▶ **Supplied material**
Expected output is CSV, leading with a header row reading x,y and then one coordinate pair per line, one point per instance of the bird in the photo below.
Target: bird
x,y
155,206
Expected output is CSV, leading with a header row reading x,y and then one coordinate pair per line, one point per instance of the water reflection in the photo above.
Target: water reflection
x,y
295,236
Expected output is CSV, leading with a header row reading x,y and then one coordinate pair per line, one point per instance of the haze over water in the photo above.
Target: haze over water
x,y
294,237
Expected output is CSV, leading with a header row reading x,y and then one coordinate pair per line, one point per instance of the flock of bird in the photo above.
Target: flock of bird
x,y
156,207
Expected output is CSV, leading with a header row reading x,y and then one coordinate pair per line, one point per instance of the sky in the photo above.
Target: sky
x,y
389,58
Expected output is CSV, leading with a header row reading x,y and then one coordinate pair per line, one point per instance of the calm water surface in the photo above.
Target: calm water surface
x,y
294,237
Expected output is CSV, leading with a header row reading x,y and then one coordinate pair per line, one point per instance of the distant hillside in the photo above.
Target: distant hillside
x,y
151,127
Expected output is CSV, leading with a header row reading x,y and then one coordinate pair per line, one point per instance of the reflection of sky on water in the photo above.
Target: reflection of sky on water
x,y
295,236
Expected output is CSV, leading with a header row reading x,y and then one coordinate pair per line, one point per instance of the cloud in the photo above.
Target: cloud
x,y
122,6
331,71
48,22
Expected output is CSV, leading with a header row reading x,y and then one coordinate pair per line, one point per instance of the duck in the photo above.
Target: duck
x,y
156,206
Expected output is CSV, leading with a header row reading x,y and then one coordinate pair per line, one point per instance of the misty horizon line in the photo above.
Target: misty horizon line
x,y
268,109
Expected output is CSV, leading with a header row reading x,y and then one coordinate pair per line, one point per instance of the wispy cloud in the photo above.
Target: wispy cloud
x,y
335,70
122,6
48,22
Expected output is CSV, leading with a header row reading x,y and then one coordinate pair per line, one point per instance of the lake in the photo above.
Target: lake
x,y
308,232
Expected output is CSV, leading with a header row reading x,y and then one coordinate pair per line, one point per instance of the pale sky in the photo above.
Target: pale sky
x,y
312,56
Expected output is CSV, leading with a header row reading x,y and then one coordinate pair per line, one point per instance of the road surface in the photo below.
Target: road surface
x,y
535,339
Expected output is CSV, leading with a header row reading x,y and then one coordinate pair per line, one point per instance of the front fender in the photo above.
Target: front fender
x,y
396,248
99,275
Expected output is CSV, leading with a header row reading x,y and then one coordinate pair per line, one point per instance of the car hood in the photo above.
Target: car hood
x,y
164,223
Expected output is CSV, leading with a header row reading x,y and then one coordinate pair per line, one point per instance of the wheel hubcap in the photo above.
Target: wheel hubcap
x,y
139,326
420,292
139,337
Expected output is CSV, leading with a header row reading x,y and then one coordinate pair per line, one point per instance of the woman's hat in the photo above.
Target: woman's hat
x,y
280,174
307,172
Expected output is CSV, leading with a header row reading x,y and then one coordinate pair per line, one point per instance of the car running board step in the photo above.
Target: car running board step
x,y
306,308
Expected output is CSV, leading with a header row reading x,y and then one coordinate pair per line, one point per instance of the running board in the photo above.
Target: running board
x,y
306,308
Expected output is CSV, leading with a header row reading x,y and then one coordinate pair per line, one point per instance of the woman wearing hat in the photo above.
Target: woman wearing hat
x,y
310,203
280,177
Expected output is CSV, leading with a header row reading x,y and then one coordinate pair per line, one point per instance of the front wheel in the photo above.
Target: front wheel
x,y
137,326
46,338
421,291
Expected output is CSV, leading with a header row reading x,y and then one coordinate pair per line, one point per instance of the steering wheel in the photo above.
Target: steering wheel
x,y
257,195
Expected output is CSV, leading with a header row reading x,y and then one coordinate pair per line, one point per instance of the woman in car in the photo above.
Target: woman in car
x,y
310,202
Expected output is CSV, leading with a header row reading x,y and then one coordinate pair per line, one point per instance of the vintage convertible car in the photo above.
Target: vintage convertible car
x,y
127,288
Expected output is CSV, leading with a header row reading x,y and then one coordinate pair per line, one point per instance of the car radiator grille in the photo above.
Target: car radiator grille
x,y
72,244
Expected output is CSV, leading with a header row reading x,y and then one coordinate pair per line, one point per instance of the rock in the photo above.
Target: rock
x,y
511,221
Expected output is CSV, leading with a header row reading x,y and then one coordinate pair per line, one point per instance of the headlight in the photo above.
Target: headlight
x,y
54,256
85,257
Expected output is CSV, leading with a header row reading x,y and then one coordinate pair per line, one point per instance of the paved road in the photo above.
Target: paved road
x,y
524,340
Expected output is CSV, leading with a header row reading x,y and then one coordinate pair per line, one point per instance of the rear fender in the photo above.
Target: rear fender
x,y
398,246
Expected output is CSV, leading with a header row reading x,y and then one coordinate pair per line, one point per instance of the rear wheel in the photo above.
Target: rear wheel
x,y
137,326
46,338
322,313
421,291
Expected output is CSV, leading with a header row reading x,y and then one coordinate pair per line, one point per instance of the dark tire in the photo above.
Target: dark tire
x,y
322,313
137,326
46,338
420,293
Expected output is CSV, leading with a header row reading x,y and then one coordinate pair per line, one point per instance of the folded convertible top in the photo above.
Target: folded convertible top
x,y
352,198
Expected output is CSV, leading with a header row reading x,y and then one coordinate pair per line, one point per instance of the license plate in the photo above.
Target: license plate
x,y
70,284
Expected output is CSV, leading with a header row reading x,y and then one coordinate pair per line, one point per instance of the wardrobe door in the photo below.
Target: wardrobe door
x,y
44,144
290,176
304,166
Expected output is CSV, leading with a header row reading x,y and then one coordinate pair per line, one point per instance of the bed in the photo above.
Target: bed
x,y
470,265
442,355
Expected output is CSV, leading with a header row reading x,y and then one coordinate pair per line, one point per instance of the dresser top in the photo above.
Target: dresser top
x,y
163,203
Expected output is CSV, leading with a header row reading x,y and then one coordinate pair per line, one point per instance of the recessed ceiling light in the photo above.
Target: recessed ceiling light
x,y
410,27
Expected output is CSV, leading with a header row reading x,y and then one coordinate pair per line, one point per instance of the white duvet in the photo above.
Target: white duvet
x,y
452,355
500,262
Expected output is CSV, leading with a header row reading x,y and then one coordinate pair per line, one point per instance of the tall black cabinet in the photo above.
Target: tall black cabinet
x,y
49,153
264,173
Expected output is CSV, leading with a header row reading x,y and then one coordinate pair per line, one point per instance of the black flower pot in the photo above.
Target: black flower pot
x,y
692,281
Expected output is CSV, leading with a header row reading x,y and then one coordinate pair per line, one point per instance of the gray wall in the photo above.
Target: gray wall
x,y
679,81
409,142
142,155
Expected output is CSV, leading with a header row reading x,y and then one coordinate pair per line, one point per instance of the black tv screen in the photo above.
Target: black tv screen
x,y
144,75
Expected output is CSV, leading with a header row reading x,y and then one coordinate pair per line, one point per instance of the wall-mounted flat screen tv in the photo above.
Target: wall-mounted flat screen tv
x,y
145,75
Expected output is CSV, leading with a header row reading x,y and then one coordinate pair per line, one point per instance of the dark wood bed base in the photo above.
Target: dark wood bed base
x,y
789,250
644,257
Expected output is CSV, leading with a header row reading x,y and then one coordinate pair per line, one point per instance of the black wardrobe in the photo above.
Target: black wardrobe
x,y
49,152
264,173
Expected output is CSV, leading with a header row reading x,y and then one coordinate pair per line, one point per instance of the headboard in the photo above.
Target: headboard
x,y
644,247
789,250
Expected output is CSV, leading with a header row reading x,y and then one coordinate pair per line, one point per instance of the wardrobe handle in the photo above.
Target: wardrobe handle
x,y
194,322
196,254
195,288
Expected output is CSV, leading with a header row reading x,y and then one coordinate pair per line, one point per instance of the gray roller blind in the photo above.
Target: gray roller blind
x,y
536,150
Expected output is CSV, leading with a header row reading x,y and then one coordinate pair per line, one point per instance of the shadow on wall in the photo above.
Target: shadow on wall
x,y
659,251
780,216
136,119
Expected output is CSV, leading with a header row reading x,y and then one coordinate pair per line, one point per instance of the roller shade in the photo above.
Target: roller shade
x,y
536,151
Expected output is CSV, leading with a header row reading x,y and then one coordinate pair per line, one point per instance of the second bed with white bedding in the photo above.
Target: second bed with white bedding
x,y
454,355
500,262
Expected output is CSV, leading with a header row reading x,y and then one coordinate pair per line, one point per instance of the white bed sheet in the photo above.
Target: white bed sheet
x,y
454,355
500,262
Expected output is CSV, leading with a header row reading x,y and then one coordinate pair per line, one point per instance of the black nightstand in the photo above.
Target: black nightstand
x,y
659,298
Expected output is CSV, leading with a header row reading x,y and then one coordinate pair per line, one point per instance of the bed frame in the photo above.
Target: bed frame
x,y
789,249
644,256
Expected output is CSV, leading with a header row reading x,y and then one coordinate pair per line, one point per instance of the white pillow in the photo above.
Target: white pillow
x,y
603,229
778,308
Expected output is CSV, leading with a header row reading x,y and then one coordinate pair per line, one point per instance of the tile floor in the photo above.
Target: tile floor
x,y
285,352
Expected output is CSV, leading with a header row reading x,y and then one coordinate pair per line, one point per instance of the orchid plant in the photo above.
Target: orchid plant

▶ **Problem to solve**
Write out exactly the lines from the line holding "frame in the photo above." through the last line of the data, and nothing besides those lines.

▶ **Answer**
Expected output is CSV, leading with a header row reading x,y and then one coordinate pair per line, one point per instance of the bed frame in the photo above.
Target: bed frame
x,y
789,249
644,256
Expected output is CSV, leading with a header row reading x,y and then one coordinate pair per line, one point per instance of the white pillow in the photo above.
Target: white pillow
x,y
603,229
778,308
Expected output is CSV, leading with a header row reading x,y and then one coordinate pair per line, one point per instance of the tile floor in the photo above.
Target: tile floor
x,y
285,352
Expected output is CSV, leading with a header row reading x,y and then one coordinate pair per line, one point per instance of the orchid plant in the photo above.
Target: orchid plant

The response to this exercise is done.